(Location identification items)
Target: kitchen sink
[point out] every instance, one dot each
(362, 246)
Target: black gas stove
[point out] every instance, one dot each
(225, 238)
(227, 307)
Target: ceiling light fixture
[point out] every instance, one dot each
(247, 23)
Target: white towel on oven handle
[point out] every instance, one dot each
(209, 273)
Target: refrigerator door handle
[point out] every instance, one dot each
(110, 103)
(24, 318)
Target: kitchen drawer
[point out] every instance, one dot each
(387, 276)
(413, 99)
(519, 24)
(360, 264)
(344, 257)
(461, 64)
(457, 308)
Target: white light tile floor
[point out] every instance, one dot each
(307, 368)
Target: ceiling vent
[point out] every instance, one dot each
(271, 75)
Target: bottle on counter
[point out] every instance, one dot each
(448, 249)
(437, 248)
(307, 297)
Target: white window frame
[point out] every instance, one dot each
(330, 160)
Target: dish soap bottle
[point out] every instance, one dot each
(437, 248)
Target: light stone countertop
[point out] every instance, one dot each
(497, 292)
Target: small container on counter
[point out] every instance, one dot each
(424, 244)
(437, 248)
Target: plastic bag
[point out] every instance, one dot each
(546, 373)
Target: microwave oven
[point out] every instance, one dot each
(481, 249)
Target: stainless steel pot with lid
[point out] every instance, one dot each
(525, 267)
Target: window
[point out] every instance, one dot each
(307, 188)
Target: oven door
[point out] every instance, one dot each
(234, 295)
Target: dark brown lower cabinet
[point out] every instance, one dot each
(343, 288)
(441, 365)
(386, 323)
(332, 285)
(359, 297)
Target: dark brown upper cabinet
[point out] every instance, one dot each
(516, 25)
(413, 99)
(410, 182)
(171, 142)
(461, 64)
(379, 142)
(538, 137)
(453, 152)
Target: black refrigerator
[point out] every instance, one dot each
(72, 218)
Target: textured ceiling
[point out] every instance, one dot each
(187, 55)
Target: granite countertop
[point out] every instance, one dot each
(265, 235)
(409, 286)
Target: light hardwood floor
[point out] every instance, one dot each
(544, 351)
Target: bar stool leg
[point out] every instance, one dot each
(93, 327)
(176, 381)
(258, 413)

• [EXERCISE DIRECTIONS]
Return the whole listing exactly.

• [SOLUTION TO THIS TASK]
Target: kitchen sink
[point out] every instance, one dot each
(362, 246)
Target: black gas stove
[point out] every instance, one dot each
(225, 238)
(227, 307)
Target: ceiling light fixture
[point out] every instance, one dot each
(247, 23)
Target: white towel on oven handle
[point out] every instance, one dot each
(209, 273)
Target: refrigerator door handle
[point out] every instance, one dot each
(110, 103)
(24, 318)
Target: kitchen drawer
[point out] every instance, one dot each
(387, 276)
(413, 99)
(519, 24)
(360, 264)
(344, 257)
(461, 64)
(457, 308)
Target: white light tile floor
[point out] every instance, one dot each
(307, 368)
Target: ceiling vent
[point out] every instance, one dot each
(271, 75)
Target: bottle on counter
[point out] every instance, one dot each
(448, 249)
(437, 248)
(307, 297)
Target: white window frame
[point out] every instance, one dot each
(330, 160)
Target: dish soap bottle
[point out] every instance, one dot each
(437, 248)
Target: light stone countertop
[point out] every instance, one dot each
(497, 292)
Target: small container on counter
[point out] every instance, one dot each
(424, 244)
(437, 248)
Target: plastic bag
[point out] every instance, one dot each
(546, 373)
Target: microwave oven
[point out] every instance, one dot each
(481, 249)
Target: stainless steel pot with lid
[point out] every instance, one dot each
(525, 267)
Target: window
[point out] every instance, one dot each
(307, 188)
Target: oven door
[point out] every instance, one dot each
(234, 295)
Target: dark brown lower cabinet
[point out] every instance, one dot each
(343, 288)
(441, 365)
(386, 323)
(332, 285)
(359, 297)
Target: dark brown upper cabinet
[point out] every instance, one dot each
(516, 25)
(413, 99)
(410, 182)
(171, 142)
(461, 64)
(379, 142)
(538, 137)
(453, 152)
Target: black refrigerator
[point out] every instance, one dot each
(72, 218)
Target: textured ceiling
[point out] every instance, one dot each
(187, 55)
Target: granite countertop
[point out] every instance, one dot each
(265, 235)
(409, 286)
Target: light hardwood floor
[point out] every instance, one dot each
(544, 351)
Target: bar stool leg
[point out] every instance, one dot each
(93, 327)
(176, 381)
(258, 413)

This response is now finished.